◆ Excerpts of labeled region data
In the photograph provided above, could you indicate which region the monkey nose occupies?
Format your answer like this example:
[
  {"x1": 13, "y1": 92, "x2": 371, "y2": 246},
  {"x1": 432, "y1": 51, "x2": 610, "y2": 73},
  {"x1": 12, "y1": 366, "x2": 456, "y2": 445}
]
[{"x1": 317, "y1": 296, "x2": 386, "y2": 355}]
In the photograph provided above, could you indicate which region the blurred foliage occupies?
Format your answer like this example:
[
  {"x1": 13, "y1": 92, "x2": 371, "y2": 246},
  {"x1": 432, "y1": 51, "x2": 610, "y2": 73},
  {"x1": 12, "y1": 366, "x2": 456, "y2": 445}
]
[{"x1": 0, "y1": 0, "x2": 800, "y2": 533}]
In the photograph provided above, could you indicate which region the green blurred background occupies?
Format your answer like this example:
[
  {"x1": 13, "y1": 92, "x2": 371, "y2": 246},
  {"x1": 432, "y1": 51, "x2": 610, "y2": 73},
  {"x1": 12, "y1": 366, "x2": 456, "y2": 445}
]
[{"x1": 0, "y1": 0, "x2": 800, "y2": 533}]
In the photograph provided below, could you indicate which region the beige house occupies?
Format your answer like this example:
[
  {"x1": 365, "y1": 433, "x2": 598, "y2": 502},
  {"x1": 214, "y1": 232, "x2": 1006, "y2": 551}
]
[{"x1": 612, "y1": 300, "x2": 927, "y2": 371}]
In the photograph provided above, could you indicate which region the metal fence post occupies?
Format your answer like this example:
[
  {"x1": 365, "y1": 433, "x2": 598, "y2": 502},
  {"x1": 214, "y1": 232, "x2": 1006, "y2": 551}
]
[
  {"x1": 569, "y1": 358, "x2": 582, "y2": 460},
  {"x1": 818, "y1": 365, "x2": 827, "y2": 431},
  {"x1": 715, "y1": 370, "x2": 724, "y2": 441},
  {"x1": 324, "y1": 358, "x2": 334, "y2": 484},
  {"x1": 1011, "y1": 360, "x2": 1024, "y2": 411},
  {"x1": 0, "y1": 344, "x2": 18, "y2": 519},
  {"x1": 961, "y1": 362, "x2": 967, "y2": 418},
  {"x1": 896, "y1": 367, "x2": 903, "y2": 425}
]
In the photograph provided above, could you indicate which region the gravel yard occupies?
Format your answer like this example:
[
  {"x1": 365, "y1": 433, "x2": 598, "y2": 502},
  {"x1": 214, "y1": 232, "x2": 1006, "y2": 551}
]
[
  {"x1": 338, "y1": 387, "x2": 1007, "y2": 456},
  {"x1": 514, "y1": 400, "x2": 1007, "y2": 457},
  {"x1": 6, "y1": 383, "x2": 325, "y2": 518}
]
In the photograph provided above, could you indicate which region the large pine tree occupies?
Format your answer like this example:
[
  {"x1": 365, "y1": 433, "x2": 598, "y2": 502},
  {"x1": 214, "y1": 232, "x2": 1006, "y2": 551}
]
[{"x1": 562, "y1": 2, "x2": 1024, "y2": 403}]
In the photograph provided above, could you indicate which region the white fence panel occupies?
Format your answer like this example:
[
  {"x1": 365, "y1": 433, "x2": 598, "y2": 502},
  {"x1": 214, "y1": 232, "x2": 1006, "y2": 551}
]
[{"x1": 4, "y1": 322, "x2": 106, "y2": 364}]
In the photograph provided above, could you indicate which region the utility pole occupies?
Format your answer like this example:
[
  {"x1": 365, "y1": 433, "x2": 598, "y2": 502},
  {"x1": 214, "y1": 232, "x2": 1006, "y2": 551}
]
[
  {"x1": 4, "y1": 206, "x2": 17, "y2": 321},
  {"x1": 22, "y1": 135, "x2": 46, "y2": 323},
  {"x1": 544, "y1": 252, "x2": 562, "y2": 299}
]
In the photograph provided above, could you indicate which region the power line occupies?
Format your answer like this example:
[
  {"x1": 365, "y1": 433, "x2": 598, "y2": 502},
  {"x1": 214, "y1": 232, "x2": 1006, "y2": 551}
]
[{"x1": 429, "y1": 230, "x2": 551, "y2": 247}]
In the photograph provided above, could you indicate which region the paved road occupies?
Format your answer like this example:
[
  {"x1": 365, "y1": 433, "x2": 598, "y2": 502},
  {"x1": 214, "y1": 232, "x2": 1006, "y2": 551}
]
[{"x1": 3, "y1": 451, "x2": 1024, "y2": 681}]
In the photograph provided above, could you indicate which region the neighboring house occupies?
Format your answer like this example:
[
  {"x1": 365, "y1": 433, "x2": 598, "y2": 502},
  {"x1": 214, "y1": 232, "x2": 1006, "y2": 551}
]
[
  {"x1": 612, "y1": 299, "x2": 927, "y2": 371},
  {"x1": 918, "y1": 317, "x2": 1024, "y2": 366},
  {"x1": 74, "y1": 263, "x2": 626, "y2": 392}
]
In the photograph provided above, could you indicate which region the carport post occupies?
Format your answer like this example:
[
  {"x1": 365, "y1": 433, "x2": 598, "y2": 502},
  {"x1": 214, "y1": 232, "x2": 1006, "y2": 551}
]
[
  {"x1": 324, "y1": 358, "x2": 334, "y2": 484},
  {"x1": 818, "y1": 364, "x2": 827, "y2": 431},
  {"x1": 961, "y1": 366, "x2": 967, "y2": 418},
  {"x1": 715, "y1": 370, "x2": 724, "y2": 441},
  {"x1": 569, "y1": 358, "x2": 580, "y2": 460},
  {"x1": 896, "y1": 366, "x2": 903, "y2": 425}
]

◆ Written request
Retype the lines above without changing anything.

◆ Solution to the exercise
In the photograph provided above, could you indicate which region the monkey nose occupies?
Format your answer like this example:
[
  {"x1": 13, "y1": 92, "x2": 371, "y2": 246},
  {"x1": 432, "y1": 51, "x2": 610, "y2": 73},
  {"x1": 12, "y1": 366, "x2": 456, "y2": 445}
]
[{"x1": 317, "y1": 296, "x2": 386, "y2": 355}]
In the photograph provided above, could you indicate which region the blurred foliage occupies?
Format your answer like this example:
[
  {"x1": 13, "y1": 92, "x2": 371, "y2": 246},
  {"x1": 432, "y1": 51, "x2": 610, "y2": 73},
  {"x1": 12, "y1": 366, "x2": 456, "y2": 445}
]
[{"x1": 0, "y1": 0, "x2": 800, "y2": 533}]
In the photograph provided above, could you indicate which region the green blurred background occupies?
Format your answer like this example:
[
  {"x1": 13, "y1": 92, "x2": 371, "y2": 246},
  {"x1": 432, "y1": 51, "x2": 610, "y2": 73},
  {"x1": 12, "y1": 366, "x2": 456, "y2": 445}
]
[{"x1": 0, "y1": 0, "x2": 800, "y2": 533}]
In the photograph provided below, could you indicate which region the beige house occupies?
Format your answer like this example:
[
  {"x1": 365, "y1": 433, "x2": 598, "y2": 502},
  {"x1": 214, "y1": 232, "x2": 1006, "y2": 551}
]
[{"x1": 612, "y1": 300, "x2": 927, "y2": 371}]
In the photograph provided above, could you indicate which region the metal fence post occupies?
Format your answer like this example:
[
  {"x1": 365, "y1": 433, "x2": 598, "y2": 502},
  {"x1": 214, "y1": 232, "x2": 1006, "y2": 551}
]
[
  {"x1": 569, "y1": 358, "x2": 582, "y2": 460},
  {"x1": 818, "y1": 365, "x2": 827, "y2": 431},
  {"x1": 715, "y1": 370, "x2": 724, "y2": 441},
  {"x1": 324, "y1": 358, "x2": 334, "y2": 484},
  {"x1": 1011, "y1": 360, "x2": 1024, "y2": 411},
  {"x1": 0, "y1": 344, "x2": 18, "y2": 519},
  {"x1": 961, "y1": 362, "x2": 967, "y2": 418},
  {"x1": 896, "y1": 367, "x2": 903, "y2": 425}
]
In the photograph provided above, could you indicate which region the gravel yard occupies?
Format your answer like this example:
[
  {"x1": 365, "y1": 433, "x2": 598, "y2": 502},
  {"x1": 214, "y1": 232, "x2": 1006, "y2": 551}
]
[
  {"x1": 338, "y1": 387, "x2": 1007, "y2": 456},
  {"x1": 514, "y1": 400, "x2": 1007, "y2": 457},
  {"x1": 6, "y1": 383, "x2": 325, "y2": 518}
]
In the photograph provided above, could you indicate which region the large pine tree occupies?
Format your answer like this example:
[
  {"x1": 365, "y1": 433, "x2": 598, "y2": 502},
  {"x1": 214, "y1": 232, "x2": 1006, "y2": 551}
]
[{"x1": 562, "y1": 2, "x2": 1024, "y2": 403}]
In the photograph provided above, could you indicate which region the white fence panel occupies?
Format your answer like this example:
[
  {"x1": 365, "y1": 433, "x2": 598, "y2": 502},
  {"x1": 214, "y1": 232, "x2": 1006, "y2": 551}
]
[{"x1": 4, "y1": 322, "x2": 106, "y2": 364}]
In the photograph provided above, could you indicate which region the utility pole occupies?
Format your answer like this example:
[
  {"x1": 365, "y1": 433, "x2": 598, "y2": 502},
  {"x1": 214, "y1": 232, "x2": 1006, "y2": 551}
]
[
  {"x1": 4, "y1": 206, "x2": 17, "y2": 321},
  {"x1": 22, "y1": 135, "x2": 46, "y2": 323},
  {"x1": 544, "y1": 252, "x2": 562, "y2": 299}
]
In the photograph provided above, could you indicate which region the power line occupies?
Format your answer like this example:
[
  {"x1": 365, "y1": 433, "x2": 598, "y2": 502},
  {"x1": 214, "y1": 232, "x2": 1006, "y2": 551}
]
[{"x1": 429, "y1": 230, "x2": 551, "y2": 247}]
In the photograph provided above, could you indicate which region the paved road occupies?
Format your answer like this example:
[
  {"x1": 365, "y1": 433, "x2": 598, "y2": 502},
  {"x1": 214, "y1": 232, "x2": 1006, "y2": 551}
]
[{"x1": 3, "y1": 451, "x2": 1024, "y2": 681}]
In the photograph provided above, could you indicate which region the neighboring house occupies?
Format your answer like this example:
[
  {"x1": 365, "y1": 433, "x2": 598, "y2": 502},
  {"x1": 214, "y1": 232, "x2": 1006, "y2": 551}
]
[
  {"x1": 612, "y1": 299, "x2": 927, "y2": 371},
  {"x1": 918, "y1": 317, "x2": 1024, "y2": 366},
  {"x1": 74, "y1": 263, "x2": 626, "y2": 392}
]
In the photograph provided above, could you indicate which region the carport post occupies?
Format your answer like this example:
[
  {"x1": 365, "y1": 433, "x2": 598, "y2": 502},
  {"x1": 214, "y1": 232, "x2": 1006, "y2": 551}
]
[
  {"x1": 324, "y1": 358, "x2": 334, "y2": 484},
  {"x1": 818, "y1": 364, "x2": 827, "y2": 431},
  {"x1": 961, "y1": 366, "x2": 967, "y2": 418},
  {"x1": 715, "y1": 370, "x2": 724, "y2": 441},
  {"x1": 569, "y1": 358, "x2": 580, "y2": 460},
  {"x1": 896, "y1": 366, "x2": 903, "y2": 425}
]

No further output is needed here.